Start of ENTRIES PROVIDED
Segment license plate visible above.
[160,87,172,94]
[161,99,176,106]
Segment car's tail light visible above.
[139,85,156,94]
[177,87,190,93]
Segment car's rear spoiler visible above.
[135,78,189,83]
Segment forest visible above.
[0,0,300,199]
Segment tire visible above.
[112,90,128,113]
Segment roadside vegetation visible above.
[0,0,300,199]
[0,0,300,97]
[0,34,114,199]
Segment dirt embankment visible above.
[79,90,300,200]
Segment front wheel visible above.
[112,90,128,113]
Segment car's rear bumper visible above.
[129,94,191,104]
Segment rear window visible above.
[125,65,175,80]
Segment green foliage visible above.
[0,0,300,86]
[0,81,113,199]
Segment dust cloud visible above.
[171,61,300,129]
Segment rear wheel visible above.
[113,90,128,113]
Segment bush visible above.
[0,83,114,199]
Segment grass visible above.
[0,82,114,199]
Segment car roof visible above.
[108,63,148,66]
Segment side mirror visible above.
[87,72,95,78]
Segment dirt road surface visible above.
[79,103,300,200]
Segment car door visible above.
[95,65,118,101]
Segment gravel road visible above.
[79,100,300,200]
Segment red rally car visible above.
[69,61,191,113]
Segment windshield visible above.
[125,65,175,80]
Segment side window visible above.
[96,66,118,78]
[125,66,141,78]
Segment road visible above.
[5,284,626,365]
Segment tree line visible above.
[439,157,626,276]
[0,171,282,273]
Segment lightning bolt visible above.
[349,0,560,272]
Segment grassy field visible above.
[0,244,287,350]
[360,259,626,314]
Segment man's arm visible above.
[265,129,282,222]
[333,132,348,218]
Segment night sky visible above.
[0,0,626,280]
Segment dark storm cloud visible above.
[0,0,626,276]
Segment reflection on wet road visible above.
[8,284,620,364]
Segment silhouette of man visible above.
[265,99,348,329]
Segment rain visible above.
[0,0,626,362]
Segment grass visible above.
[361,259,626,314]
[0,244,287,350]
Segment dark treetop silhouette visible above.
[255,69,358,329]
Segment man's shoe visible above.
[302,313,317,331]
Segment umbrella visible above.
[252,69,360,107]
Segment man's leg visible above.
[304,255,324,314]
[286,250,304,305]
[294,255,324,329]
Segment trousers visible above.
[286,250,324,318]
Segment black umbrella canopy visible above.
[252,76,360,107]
End of ENTRIES PROVIDED
▶ _WHAT NEEDS TO BE DONE_:
Rewrite every line from the one reading "Segment bush visible above." through the end of the entries, keeping the wording lines unchanged and shifting each box coordinate up by 149.

▶ _OUTPUT FOR THIS EXERCISE_:
Segment bush visible above.
[149,232,263,348]
Segment grass visible above.
[149,231,263,348]
Segment car roof visible above.
[257,212,297,215]
Segment side mirror visible above.
[236,221,244,227]
Segment dirt road surface visible above.
[228,252,449,349]
Segment car door visible above.
[244,214,267,250]
Segment gravel road visible above.
[228,249,449,349]
Segment red rally car visible above.
[218,210,340,262]
Segment windshield visible above.
[274,214,324,229]
Segment side window visible above.
[245,215,267,227]
[274,215,290,227]
Segment road visible above.
[154,433,775,514]
Segment tree line visible above.
[588,306,775,425]
[149,320,431,422]
Segment lightning bolt visible above.
[498,149,709,421]
Segment grassy field visible above.
[149,393,436,499]
[509,408,775,463]
Segment man's arm visible above.
[414,278,431,371]
[482,281,497,367]
Segment night sky visible above.
[149,149,775,429]
Segment dark storm cloud visible above.
[149,149,775,425]
Segment reflection on wet road visible above.
[157,433,769,513]
Segment silhouette of man visible above.
[414,248,497,478]
Segment rain visible above.
[149,149,775,511]
Segment grass visible above.
[510,408,775,463]
[149,393,436,499]
Segment dark treetop silhouette visible above.
[404,218,507,478]
Segment man's shoe visible above.
[451,462,466,480]
Segment umbrella visible above.
[401,218,509,256]
Segment man's leg visible above.
[453,404,473,463]
[435,399,453,454]
[443,404,473,478]
Segment trousers visible above.
[435,399,473,467]
Segment black umbrella canopy visible above.
[401,225,509,256]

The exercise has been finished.